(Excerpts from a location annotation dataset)
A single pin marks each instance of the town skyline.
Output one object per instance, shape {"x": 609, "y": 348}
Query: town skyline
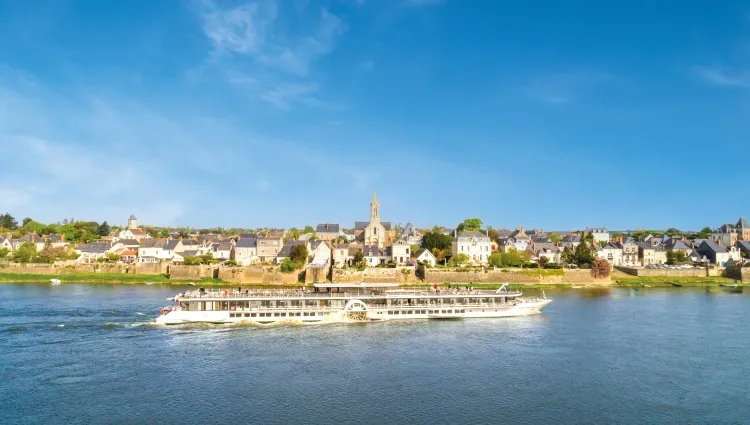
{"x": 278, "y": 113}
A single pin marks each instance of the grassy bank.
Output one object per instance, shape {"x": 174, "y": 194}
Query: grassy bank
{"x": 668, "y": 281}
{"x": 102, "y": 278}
* * *
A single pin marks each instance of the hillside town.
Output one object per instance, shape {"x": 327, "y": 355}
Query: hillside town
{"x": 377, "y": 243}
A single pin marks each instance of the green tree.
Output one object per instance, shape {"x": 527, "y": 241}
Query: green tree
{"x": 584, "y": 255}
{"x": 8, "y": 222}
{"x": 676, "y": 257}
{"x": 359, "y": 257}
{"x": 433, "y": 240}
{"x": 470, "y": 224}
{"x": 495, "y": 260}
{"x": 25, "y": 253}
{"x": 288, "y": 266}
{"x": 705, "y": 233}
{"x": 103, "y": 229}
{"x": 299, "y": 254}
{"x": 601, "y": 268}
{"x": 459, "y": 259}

- [WORK TO DO]: Pick out and copy each line of the entries above that contains the word "instance".

- [SOLUTION FOR THIS PROBLEM]:
A single pin marks each instance of the town skyline.
Output one object per instance, shape {"x": 609, "y": 348}
A single pin marks each instance of the grassy bank.
Output one object per instance, shape {"x": 174, "y": 194}
A single pin marks each instance of the hillside town.
Output one object per instance, shape {"x": 327, "y": 355}
A single pin marks each instance of the green tree.
Output one object per instance, shape {"x": 527, "y": 241}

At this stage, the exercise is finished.